[課題の指示]: 本文の「それを悟るまでは、剣には見向きもせず学問ばかりしていたのに、己の行く先の短さを知って、急に剣に打ち込みだします。」を英語に訳してください。

伊庭、かっこいいです。ほんと、いい男!強く優しく美しい!
池波さんに主人公にしてもらえると、いい男になれるんだな。きっと。うらやましい。(大野も主人公にして欲しい、とか時代錯誤なことを思ったり)

えーと、お話は慶応元年くらいから、伊庭の死まで。
伊庭歳要素とかは、一切ありません。土方は名前が一度出てきたくらい。戦死しましたよって(笑)
もちろん小太郎とは仲が良いけど登場は少ないです、人見さんもあんまり出てこない。伊庭にくっついて箱館まできた板前の鎌吉は、伊庭ラブでかわいいけれども。
というわけで、結局のところ伊庭だけがかっこいい、という。激しく伊庭マンセー。でも誰かを貶めているわけではないので、最期まで嫌味なく読めます!

さてさて、この伊庭っちは労咳です。それを悟るまでは、剣には見向きもせず学問ばかりしていたのに、己の行く先の短さを知って、急に剣に打ち込みだします。
幕末の混乱期になってからは、残りの命を幕臣としての戦いに捧げようと決めていきるんですが、その生き方がかっこいい。「オラオラオラ、俺は薩長には屈しないぜー!」という熱さはなく、むしろ何もかも悟った上で、静かに己の生き方を通している、という感じ。

[提供資料]:
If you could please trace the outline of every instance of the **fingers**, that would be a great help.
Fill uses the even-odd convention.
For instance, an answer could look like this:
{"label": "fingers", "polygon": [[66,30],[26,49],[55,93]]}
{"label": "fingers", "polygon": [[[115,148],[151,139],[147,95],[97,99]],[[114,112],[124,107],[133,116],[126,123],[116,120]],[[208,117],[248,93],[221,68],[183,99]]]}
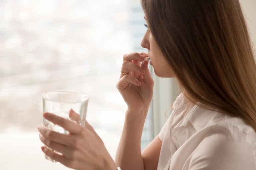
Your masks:
{"label": "fingers", "polygon": [[[121,68],[120,78],[128,74],[131,71],[134,71],[140,74],[145,72],[145,70],[140,67],[141,63],[147,55],[144,53],[133,53],[124,55],[123,57],[123,62]],[[130,75],[132,73],[129,74]]]}
{"label": "fingers", "polygon": [[127,54],[124,55],[123,57],[123,61],[130,61],[132,60],[142,61],[146,56],[144,55],[144,53],[133,53]]}
{"label": "fingers", "polygon": [[49,148],[62,153],[66,157],[70,154],[69,149],[66,146],[47,139],[41,133],[39,133],[39,138],[41,141]]}
{"label": "fingers", "polygon": [[72,109],[70,109],[68,112],[68,116],[70,120],[73,121],[75,121],[78,123],[81,122],[80,115],[75,113]]}
{"label": "fingers", "polygon": [[79,133],[83,127],[78,124],[54,114],[45,113],[43,114],[44,117],[54,124],[58,125],[67,130],[71,134],[76,134]]}
{"label": "fingers", "polygon": [[[140,74],[143,74],[145,71],[141,69],[136,63],[133,63],[128,61],[125,61],[123,62],[123,65],[121,68],[121,73],[124,76],[127,74],[130,70],[132,70]],[[121,76],[122,77],[122,76]]]}
{"label": "fingers", "polygon": [[52,159],[59,162],[64,165],[68,161],[64,156],[58,154],[45,146],[42,146],[41,149],[42,151]]}
{"label": "fingers", "polygon": [[[60,143],[63,145],[69,145],[68,143],[69,137],[67,135],[61,134],[54,131],[53,130],[46,128],[46,127],[40,126],[38,128],[38,131],[40,133],[43,135],[45,138],[51,141],[54,141],[57,143]],[[40,138],[41,139],[41,138]],[[44,139],[43,139],[44,140]],[[42,141],[41,140],[41,141]],[[50,144],[48,143],[46,143],[48,141],[42,141],[42,142],[46,145],[49,146]]]}
{"label": "fingers", "polygon": [[116,87],[119,90],[122,90],[127,87],[130,83],[137,86],[141,85],[141,83],[137,79],[126,75],[120,79],[117,84]]}

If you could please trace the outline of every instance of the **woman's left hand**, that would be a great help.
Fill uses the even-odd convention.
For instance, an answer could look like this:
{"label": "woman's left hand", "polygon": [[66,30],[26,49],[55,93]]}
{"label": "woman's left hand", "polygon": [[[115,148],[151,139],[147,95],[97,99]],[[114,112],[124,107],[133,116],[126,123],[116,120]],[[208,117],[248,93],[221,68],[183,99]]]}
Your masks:
{"label": "woman's left hand", "polygon": [[[71,120],[75,120],[76,116],[79,117],[77,116],[70,110]],[[42,150],[51,159],[76,170],[116,169],[102,140],[87,122],[83,127],[54,114],[46,113],[43,116],[69,132],[69,134],[62,134],[43,126],[38,127],[41,141],[49,148],[62,154],[42,146]]]}

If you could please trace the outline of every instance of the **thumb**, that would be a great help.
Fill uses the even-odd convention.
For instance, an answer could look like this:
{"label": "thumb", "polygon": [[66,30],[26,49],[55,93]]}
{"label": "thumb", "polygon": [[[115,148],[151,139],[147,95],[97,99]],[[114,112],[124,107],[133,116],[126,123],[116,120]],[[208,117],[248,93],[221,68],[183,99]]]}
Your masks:
{"label": "thumb", "polygon": [[73,121],[75,121],[77,122],[81,121],[80,116],[75,113],[72,109],[71,109],[68,112],[68,116],[70,119]]}
{"label": "thumb", "polygon": [[143,77],[146,80],[152,79],[151,75],[148,67],[149,62],[148,61],[143,61],[141,65],[141,68],[145,71],[145,73],[143,74]]}

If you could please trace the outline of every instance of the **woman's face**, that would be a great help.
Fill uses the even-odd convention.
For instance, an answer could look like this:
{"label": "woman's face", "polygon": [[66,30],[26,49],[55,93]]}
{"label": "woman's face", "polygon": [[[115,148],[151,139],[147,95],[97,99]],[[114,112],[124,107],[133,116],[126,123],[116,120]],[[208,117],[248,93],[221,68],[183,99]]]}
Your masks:
{"label": "woman's face", "polygon": [[[144,18],[147,22],[146,18]],[[150,30],[148,29],[148,26],[145,26],[148,30],[141,40],[141,45],[148,50],[148,55],[151,60],[150,64],[154,68],[155,73],[160,77],[175,77],[173,71],[161,51]]]}

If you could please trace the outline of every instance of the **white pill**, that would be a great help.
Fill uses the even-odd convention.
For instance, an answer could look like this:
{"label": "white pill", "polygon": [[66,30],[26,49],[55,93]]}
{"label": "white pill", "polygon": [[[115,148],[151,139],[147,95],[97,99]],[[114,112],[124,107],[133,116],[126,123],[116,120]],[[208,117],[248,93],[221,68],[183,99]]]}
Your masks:
{"label": "white pill", "polygon": [[144,59],[144,61],[149,61],[150,59],[150,58],[149,58],[149,57],[146,57]]}

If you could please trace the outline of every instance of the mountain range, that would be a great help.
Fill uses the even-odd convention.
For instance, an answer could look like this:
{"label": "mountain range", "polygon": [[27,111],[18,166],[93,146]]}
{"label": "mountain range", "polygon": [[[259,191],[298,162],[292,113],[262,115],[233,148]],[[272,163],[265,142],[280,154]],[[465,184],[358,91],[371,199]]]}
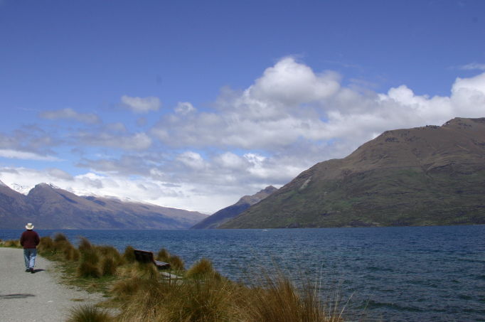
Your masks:
{"label": "mountain range", "polygon": [[220,228],[485,224],[485,118],[387,131]]}
{"label": "mountain range", "polygon": [[220,225],[234,218],[252,205],[259,203],[277,190],[272,186],[269,186],[252,195],[245,195],[234,205],[214,213],[201,222],[194,225],[191,229],[217,228]]}
{"label": "mountain range", "polygon": [[0,181],[0,229],[188,228],[206,215],[114,198],[79,196],[40,183],[27,195]]}

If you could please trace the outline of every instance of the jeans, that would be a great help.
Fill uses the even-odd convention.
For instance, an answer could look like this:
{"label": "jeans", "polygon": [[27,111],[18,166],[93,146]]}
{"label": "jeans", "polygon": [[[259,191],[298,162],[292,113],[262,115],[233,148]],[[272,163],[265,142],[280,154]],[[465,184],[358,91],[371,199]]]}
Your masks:
{"label": "jeans", "polygon": [[36,264],[36,256],[37,256],[36,249],[23,249],[23,259],[26,261],[26,269],[33,269],[33,266]]}

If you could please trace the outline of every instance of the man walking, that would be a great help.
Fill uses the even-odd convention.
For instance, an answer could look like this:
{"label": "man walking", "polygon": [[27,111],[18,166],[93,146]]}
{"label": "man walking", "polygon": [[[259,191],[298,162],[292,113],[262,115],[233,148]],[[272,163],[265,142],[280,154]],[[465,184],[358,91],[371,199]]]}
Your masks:
{"label": "man walking", "polygon": [[37,232],[34,232],[33,225],[29,222],[26,226],[27,230],[22,232],[20,237],[20,245],[23,247],[23,259],[26,261],[26,272],[33,274],[33,267],[36,264],[37,256],[37,245],[41,242]]}

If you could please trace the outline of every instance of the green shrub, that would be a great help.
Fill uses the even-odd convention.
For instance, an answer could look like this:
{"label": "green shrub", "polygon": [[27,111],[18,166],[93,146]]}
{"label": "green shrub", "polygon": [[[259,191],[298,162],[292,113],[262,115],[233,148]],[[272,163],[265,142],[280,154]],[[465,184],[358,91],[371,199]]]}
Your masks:
{"label": "green shrub", "polygon": [[105,310],[83,305],[70,311],[67,322],[111,322],[114,319]]}
{"label": "green shrub", "polygon": [[101,277],[101,270],[95,264],[89,262],[81,262],[78,266],[78,276],[79,277]]}

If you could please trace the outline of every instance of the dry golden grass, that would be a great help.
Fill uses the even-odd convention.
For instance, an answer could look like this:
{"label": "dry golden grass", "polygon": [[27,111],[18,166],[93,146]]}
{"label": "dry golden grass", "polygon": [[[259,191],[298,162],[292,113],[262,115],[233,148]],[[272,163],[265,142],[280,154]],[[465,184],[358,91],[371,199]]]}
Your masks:
{"label": "dry golden grass", "polygon": [[[323,303],[321,294],[314,285],[308,282],[297,288],[287,275],[281,272],[274,276],[263,272],[260,278],[253,277],[251,284],[247,286],[222,277],[212,263],[203,258],[185,272],[183,279],[167,279],[151,263],[134,261],[131,247],[127,247],[122,255],[114,247],[93,245],[84,238],[78,248],[62,236],[42,240],[42,247],[39,247],[42,252],[53,254],[56,260],[70,263],[78,277],[76,281],[111,285],[107,288],[105,286],[111,296],[108,305],[120,310],[117,316],[110,317],[96,308],[82,306],[71,313],[70,322],[343,321],[340,306]],[[175,269],[174,263],[178,257],[162,249],[156,258],[171,261]],[[181,267],[178,272],[183,272],[183,262]]]}

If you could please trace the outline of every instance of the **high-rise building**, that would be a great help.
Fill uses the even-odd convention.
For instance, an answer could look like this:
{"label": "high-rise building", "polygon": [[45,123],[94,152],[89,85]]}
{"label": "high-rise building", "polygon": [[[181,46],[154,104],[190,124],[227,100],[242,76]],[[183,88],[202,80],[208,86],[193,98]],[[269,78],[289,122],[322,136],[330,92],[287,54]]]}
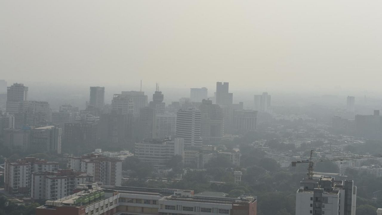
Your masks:
{"label": "high-rise building", "polygon": [[157,89],[152,94],[152,101],[150,102],[149,106],[154,110],[155,114],[161,114],[165,112],[166,104],[163,102],[163,95],[159,91],[159,86],[157,84]]}
{"label": "high-rise building", "polygon": [[0,138],[4,137],[4,129],[15,128],[15,116],[3,113],[0,114]]}
{"label": "high-rise building", "polygon": [[4,187],[8,193],[28,195],[31,192],[32,173],[55,171],[58,163],[25,158],[17,160],[6,160],[4,165]]}
{"label": "high-rise building", "polygon": [[201,137],[200,110],[196,108],[183,108],[176,112],[177,138],[185,139],[185,147],[187,148],[201,148],[202,140]]}
{"label": "high-rise building", "polygon": [[216,82],[216,104],[232,104],[233,94],[228,92],[229,84],[228,82]]}
{"label": "high-rise building", "polygon": [[62,149],[77,151],[81,148],[94,147],[98,143],[97,122],[67,122],[65,125]]}
{"label": "high-rise building", "polygon": [[14,114],[22,112],[24,101],[28,98],[28,87],[22,83],[15,83],[8,87],[6,93],[7,112]]}
{"label": "high-rise building", "polygon": [[31,150],[33,152],[61,153],[61,129],[49,125],[31,131]]}
{"label": "high-rise building", "polygon": [[30,148],[31,127],[5,129],[4,145],[12,151],[25,152]]}
{"label": "high-rise building", "polygon": [[93,176],[73,169],[32,173],[31,197],[33,199],[56,200],[73,194],[73,190],[92,179]]}
{"label": "high-rise building", "polygon": [[204,145],[218,145],[224,134],[224,116],[219,105],[203,99],[199,107],[201,114],[201,136]]}
{"label": "high-rise building", "polygon": [[175,137],[176,125],[176,114],[165,112],[162,114],[157,114],[155,129],[155,138],[164,138],[166,137]]}
{"label": "high-rise building", "polygon": [[190,93],[191,101],[201,102],[203,99],[207,99],[208,98],[208,90],[205,87],[202,88],[191,88]]}
{"label": "high-rise building", "polygon": [[134,102],[128,95],[114,94],[112,100],[112,110],[123,114],[134,114]]}
{"label": "high-rise building", "polygon": [[139,111],[141,108],[147,107],[147,96],[144,94],[144,92],[138,91],[122,91],[122,95],[128,96],[133,100],[134,103],[134,116],[139,116]]}
{"label": "high-rise building", "polygon": [[101,116],[98,126],[103,143],[123,144],[133,138],[132,114],[120,114],[115,111]]}
{"label": "high-rise building", "polygon": [[346,110],[348,112],[354,112],[355,98],[354,96],[348,96],[346,103]]}
{"label": "high-rise building", "polygon": [[257,214],[256,198],[246,195],[229,198],[218,192],[194,194],[194,191],[177,189],[100,187],[96,183],[80,186],[72,195],[47,201],[36,208],[36,215]]}
{"label": "high-rise building", "polygon": [[296,215],[355,215],[357,187],[351,180],[323,176],[304,179],[296,196]]}
{"label": "high-rise building", "polygon": [[175,155],[184,157],[184,140],[148,138],[135,143],[134,155],[139,160],[157,169],[165,169]]}
{"label": "high-rise building", "polygon": [[105,87],[90,87],[89,104],[97,108],[101,109],[105,105]]}
{"label": "high-rise building", "polygon": [[93,176],[94,181],[105,185],[120,186],[122,161],[113,158],[90,154],[81,157],[69,157],[68,167]]}
{"label": "high-rise building", "polygon": [[146,138],[155,137],[156,132],[156,114],[154,109],[149,107],[141,108],[139,116],[137,119],[134,134],[136,141]]}
{"label": "high-rise building", "polygon": [[236,110],[233,113],[233,129],[236,131],[256,130],[257,112],[252,110]]}
{"label": "high-rise building", "polygon": [[264,92],[261,95],[255,95],[254,110],[267,112],[270,107],[270,95]]}
{"label": "high-rise building", "polygon": [[0,110],[5,109],[6,106],[6,81],[0,80]]}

[課題への回答]: Until he realized it, he paid no attention to the sword and did nothing but study, yet upon learning how short his road ahead was, he suddenly throws himself into swordsmanship.